++++ Data shown

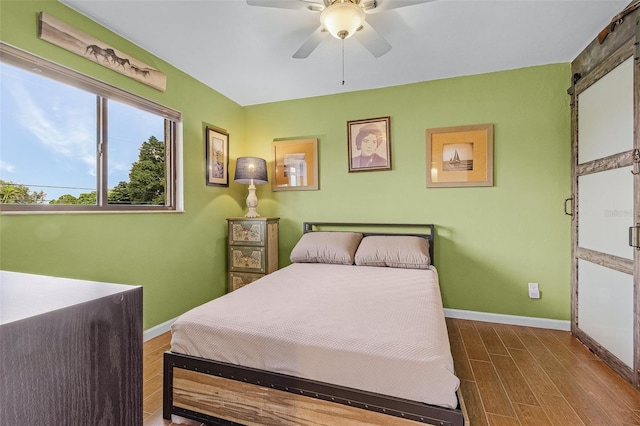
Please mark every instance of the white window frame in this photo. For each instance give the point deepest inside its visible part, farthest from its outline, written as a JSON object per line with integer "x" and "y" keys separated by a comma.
{"x": 173, "y": 127}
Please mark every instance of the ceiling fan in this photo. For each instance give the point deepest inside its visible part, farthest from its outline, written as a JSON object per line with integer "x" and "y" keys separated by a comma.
{"x": 342, "y": 19}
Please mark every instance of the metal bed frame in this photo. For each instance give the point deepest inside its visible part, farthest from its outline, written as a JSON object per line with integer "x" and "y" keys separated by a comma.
{"x": 219, "y": 393}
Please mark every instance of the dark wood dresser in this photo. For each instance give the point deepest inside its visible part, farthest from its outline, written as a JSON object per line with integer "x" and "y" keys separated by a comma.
{"x": 70, "y": 351}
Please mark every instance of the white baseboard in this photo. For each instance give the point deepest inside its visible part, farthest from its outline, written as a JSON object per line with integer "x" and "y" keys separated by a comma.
{"x": 509, "y": 319}
{"x": 158, "y": 330}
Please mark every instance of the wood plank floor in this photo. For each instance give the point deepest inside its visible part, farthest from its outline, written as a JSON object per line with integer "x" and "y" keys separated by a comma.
{"x": 509, "y": 375}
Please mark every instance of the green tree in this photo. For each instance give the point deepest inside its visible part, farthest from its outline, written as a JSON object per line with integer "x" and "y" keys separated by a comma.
{"x": 65, "y": 199}
{"x": 17, "y": 193}
{"x": 146, "y": 178}
{"x": 119, "y": 194}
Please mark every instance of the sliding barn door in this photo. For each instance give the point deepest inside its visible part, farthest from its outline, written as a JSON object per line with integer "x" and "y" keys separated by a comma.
{"x": 606, "y": 205}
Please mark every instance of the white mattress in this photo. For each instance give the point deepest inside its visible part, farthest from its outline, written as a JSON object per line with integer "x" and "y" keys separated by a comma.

++++++++

> **What to work on**
Your reply should be an exact copy of every line from the line with "Please mark every instance of the wood" through the final line of the data, and nothing more.

> **The answer**
Please mark every instance of the wood plank floor in this photo. For each instance give the point deepest inside its visible part, farthest from its outline, written as a JSON object per line with integer "x" and "y" keys separated by a comma.
{"x": 509, "y": 375}
Please mark every instance of the green tree in this photo. For each instance give the point deepest inside its visible part, farthest from its outline, written as a JSON object per line with integer "x" and "y" keys separated by a comma.
{"x": 65, "y": 199}
{"x": 17, "y": 193}
{"x": 146, "y": 178}
{"x": 119, "y": 194}
Please mark every instance of the sliding barn door in this photo. For each instance give the point deepest inside its visible part, farthest from its outline, written as a JSON object per line with integer "x" and "y" keys separated by a comma.
{"x": 606, "y": 205}
Please mark every instance of the white mattress in this photo. For each instance give the point deepest inside its visible part, farthest from its outline, written as a JSON object per line with integer "x" and "y" keys separated by a comma.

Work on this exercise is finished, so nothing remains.